[SUPPLIED RECORDS]:
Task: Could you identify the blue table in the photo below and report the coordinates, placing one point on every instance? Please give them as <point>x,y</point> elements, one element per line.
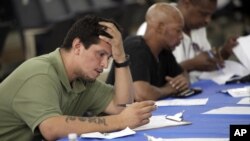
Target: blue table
<point>203,125</point>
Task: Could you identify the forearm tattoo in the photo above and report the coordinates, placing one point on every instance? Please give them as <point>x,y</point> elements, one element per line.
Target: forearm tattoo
<point>96,120</point>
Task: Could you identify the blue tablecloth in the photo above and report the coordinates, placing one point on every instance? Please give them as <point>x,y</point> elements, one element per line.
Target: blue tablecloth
<point>203,125</point>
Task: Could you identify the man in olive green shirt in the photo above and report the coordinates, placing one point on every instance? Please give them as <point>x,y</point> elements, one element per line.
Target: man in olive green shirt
<point>57,93</point>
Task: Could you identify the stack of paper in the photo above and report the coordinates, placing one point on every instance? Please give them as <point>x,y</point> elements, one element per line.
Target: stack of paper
<point>159,122</point>
<point>232,68</point>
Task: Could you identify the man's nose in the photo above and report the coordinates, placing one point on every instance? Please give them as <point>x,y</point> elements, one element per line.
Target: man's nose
<point>105,63</point>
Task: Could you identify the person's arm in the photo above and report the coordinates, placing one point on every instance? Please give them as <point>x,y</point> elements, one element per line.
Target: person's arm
<point>133,116</point>
<point>123,88</point>
<point>227,49</point>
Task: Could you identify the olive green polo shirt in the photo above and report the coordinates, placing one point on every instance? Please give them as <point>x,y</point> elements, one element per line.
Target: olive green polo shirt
<point>39,89</point>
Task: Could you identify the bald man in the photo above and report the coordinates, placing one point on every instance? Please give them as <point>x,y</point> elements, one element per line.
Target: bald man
<point>155,72</point>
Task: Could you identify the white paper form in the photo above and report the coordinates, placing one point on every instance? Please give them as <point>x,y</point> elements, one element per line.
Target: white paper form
<point>151,138</point>
<point>244,101</point>
<point>182,102</point>
<point>159,122</point>
<point>239,92</point>
<point>230,111</point>
<point>126,132</point>
<point>221,76</point>
<point>242,50</point>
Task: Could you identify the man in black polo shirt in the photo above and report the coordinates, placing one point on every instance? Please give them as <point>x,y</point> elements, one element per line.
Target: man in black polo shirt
<point>155,72</point>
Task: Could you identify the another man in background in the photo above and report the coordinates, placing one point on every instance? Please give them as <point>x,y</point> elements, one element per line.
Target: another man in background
<point>194,52</point>
<point>155,72</point>
<point>57,93</point>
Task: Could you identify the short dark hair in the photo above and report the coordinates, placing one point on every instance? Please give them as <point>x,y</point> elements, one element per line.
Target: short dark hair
<point>87,29</point>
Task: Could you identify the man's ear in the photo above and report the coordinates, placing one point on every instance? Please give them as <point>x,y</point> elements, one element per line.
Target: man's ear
<point>76,45</point>
<point>160,27</point>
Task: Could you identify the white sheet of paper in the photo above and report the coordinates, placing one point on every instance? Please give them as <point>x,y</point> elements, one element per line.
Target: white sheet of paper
<point>159,122</point>
<point>239,92</point>
<point>245,100</point>
<point>230,111</point>
<point>182,102</point>
<point>125,132</point>
<point>221,76</point>
<point>151,138</point>
<point>242,50</point>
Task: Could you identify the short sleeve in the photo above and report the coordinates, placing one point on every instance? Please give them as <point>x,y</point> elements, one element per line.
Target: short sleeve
<point>37,100</point>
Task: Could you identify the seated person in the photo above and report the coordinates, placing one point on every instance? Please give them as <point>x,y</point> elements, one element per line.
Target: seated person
<point>192,52</point>
<point>155,72</point>
<point>57,93</point>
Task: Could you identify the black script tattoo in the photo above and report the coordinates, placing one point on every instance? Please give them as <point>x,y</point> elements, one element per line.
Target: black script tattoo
<point>72,118</point>
<point>96,120</point>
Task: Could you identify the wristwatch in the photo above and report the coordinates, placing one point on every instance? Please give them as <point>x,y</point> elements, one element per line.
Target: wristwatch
<point>123,64</point>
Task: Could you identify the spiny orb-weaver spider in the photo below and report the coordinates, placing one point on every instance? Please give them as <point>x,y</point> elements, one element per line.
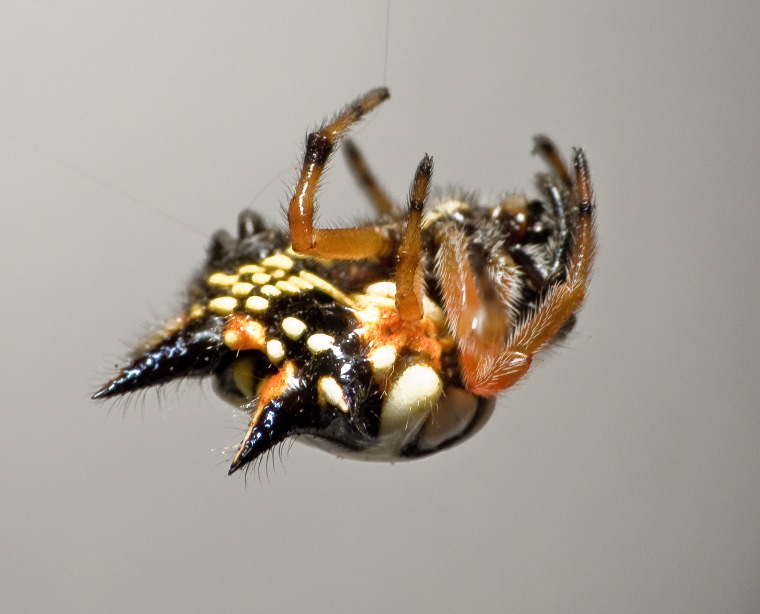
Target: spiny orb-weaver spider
<point>388,341</point>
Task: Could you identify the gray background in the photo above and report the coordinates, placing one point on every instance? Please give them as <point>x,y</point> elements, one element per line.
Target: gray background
<point>621,476</point>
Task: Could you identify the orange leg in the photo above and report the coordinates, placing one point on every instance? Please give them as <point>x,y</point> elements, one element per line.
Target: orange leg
<point>409,274</point>
<point>342,243</point>
<point>487,372</point>
<point>366,180</point>
<point>545,147</point>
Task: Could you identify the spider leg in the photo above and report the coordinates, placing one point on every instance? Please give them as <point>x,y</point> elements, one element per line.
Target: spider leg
<point>545,147</point>
<point>409,274</point>
<point>366,180</point>
<point>487,372</point>
<point>341,243</point>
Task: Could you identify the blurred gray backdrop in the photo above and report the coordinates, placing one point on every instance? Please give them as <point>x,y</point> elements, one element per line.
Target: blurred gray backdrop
<point>621,476</point>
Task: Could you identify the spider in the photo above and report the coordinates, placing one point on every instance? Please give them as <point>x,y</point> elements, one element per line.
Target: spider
<point>383,342</point>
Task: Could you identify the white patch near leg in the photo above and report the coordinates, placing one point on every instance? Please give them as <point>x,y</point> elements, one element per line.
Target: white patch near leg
<point>409,402</point>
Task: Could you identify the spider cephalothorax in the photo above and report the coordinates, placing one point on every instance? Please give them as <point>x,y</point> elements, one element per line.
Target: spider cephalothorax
<point>387,341</point>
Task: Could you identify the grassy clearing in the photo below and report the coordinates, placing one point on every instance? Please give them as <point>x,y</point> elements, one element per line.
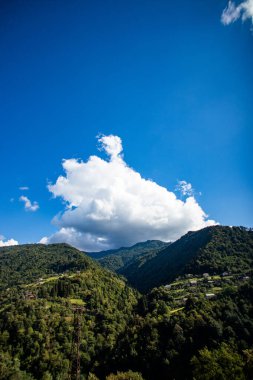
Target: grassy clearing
<point>176,310</point>
<point>76,301</point>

[DIRECTIONS FOR THIS TASK]:
Transcribe each record exactly as it appears, but omit every picture.

[COMPLETED TASK]:
Task: Could you identify the blue table in the photo below and report the coordinates, placing one point on every instance? Please give them as <point>x,y</point> elements, one element per line.
Target: blue table
<point>203,125</point>
Task: Could you identify the forearm tattoo in the photo above and report the coordinates, placing one point on every instance? Please give them as <point>x,y</point> elements, one element per line.
Target: forearm tattoo
<point>96,120</point>
Task: Could you identify the blue tablecloth in the photo above and report the coordinates, placing one point on every instance? Please give them as <point>x,y</point> elements, one element per line.
Target: blue tablecloth
<point>203,125</point>
Task: Could you identify the man in olive green shirt in the photo above and report the coordinates, placing one point on every instance? Please give them as <point>x,y</point> elements, one element per line.
Target: man in olive green shirt
<point>57,93</point>
Task: Could you identify the stack of paper in the photo above and report the coordinates, placing one point on every instance? Please give them as <point>x,y</point> elements, one element per line.
Target: stack of paper
<point>159,122</point>
<point>232,68</point>
Task: Could you identify the man's nose in the photo above and report the coordinates, placing one point on every instance? Please give them as <point>x,y</point> elements, one element per line.
Target: man's nose
<point>105,63</point>
Task: Could you identify the person's arm in the photo above and report the coordinates, placing one point on every instance? Please give them as <point>x,y</point> elements, one element per line.
Target: person's arm
<point>133,116</point>
<point>123,88</point>
<point>227,49</point>
Task: Could you identify the olive green polo shirt in the photo above and report the coordinates, placing one point on every instance? Please give them as <point>x,y</point> elements, one element per line.
Target: olive green polo shirt
<point>39,89</point>
Task: Could you identify the bald man in the photo above and report the coordinates, placing one point on every instance? Please give them as <point>x,y</point> elements, one element per line.
Target: bald man
<point>155,72</point>
Task: Could you identify the white paper form in the photo above and report the coordinates, placing one point on every instance? Please give them as <point>x,y</point> elements, one element per line.
Target: white paper form
<point>151,138</point>
<point>244,101</point>
<point>182,102</point>
<point>159,122</point>
<point>239,92</point>
<point>230,111</point>
<point>126,132</point>
<point>221,76</point>
<point>242,50</point>
Task: Could you identify the man in black polo shirt in the photo above and report the coordinates, placing one point on every instance? Please give them as <point>x,y</point> elements, one element per line.
Target: man in black polo shirt
<point>155,72</point>
Task: Could you identify the another man in background in the photo above and report the coordinates, placing one point on every instance? Please give them as <point>x,y</point> elements, one element per line.
Target: another man in background
<point>194,52</point>
<point>155,72</point>
<point>57,93</point>
Task: Could you identify the short dark hair in the photo above and report the coordinates, placing one point on every instance? Please give them as <point>x,y</point> elements, one element per line.
Target: short dark hair
<point>87,29</point>
Task: Could you identify the man's ear in the photo above and report the coordinates, placing one point on every instance? Please give them as <point>x,y</point> elements, one element per line.
Target: man's ear
<point>76,45</point>
<point>160,27</point>
Task: Could you identify the white sheet of paper in the photo above and report the coordinates, placing one point on every instance? Please give them as <point>x,y</point> elements, one element per line.
Target: white sheet of paper
<point>159,122</point>
<point>239,92</point>
<point>245,100</point>
<point>230,111</point>
<point>182,102</point>
<point>125,132</point>
<point>221,76</point>
<point>151,138</point>
<point>242,50</point>
Task: Could you identify the short sleeve in the photo above and report the coordinates, placing one point on every instance? Please give them as <point>x,y</point> elements, one element per line.
Target: short sleeve
<point>37,100</point>
Task: Could you identify the seated person in the photo above and report the coordinates, placing one point on every instance? Please give them as <point>x,y</point> elements, one element per line.
Target: seated person
<point>192,52</point>
<point>155,72</point>
<point>57,93</point>
Task: Could you identify the black script tattoo in the photo above and report the coordinates, placing one point on every instance? Please give them as <point>x,y</point> elements, one element per line.
Target: black script tattoo
<point>72,118</point>
<point>96,120</point>
Task: Could you identify the wristwatch in the photo above and report the coordinates, placing one point on every instance? Please give them as <point>x,y</point> elements, one element per line.
Target: wristwatch
<point>123,64</point>
Task: Could you identify the spiny orb-weaver spider in the photo below and report the coordinates, placing one point on every instance? Please give them as <point>x,y</point> elements, one element per line.
Target: spiny orb-weaver spider
<point>388,341</point>
Task: Could you identify the gray background in the photo above and report the coordinates, placing one point on every instance? Please give them as <point>x,y</point> elements, one element per line.
Target: gray background
<point>621,476</point>
Task: Could you identify the orange leg in the photo above and report the coordinates, placing one point on every instance? Please give them as <point>x,y</point> elements, one element per line.
Target: orange leg
<point>409,274</point>
<point>342,243</point>
<point>487,372</point>
<point>366,180</point>
<point>545,147</point>
Task: Could you identify the spider leg in the photo above and report the coordinates, placing one point on every instance? Please give them as <point>x,y</point> elements, one element per line.
Target: spider leg
<point>545,147</point>
<point>409,274</point>
<point>366,180</point>
<point>487,372</point>
<point>341,243</point>
Task: Could you identify the blurred gray backdrop in the photo above and report the coordinates, placing one point on every instance? Please give them as <point>x,y</point> elements, one element per line.
Target: blurred gray backdrop
<point>621,476</point>
Task: Could you identify the spider in the photo above and report the coordinates, placing one point on every instance? Please give them as <point>x,y</point> elements, one element per line.
Target: spider
<point>383,342</point>
Task: Could you identify the white patch near leg in the photo above and report the coordinates, placing one point on every instance? Please give them as <point>x,y</point> elements, one element per line.
Target: white patch near leg
<point>409,402</point>
Task: Could you identify the spider cephalothorax in the photo above and report the coordinates, placing one point on every instance? Please give them as <point>x,y</point> elements, one element per line.
Target: spider cephalothorax
<point>387,341</point>
Task: Could you identify the grassy clearing in the photo below and report the coordinates, placing one point on every instance? Please give them as <point>x,y</point> elements, one element per line.
Target: grassy clearing
<point>176,310</point>
<point>76,301</point>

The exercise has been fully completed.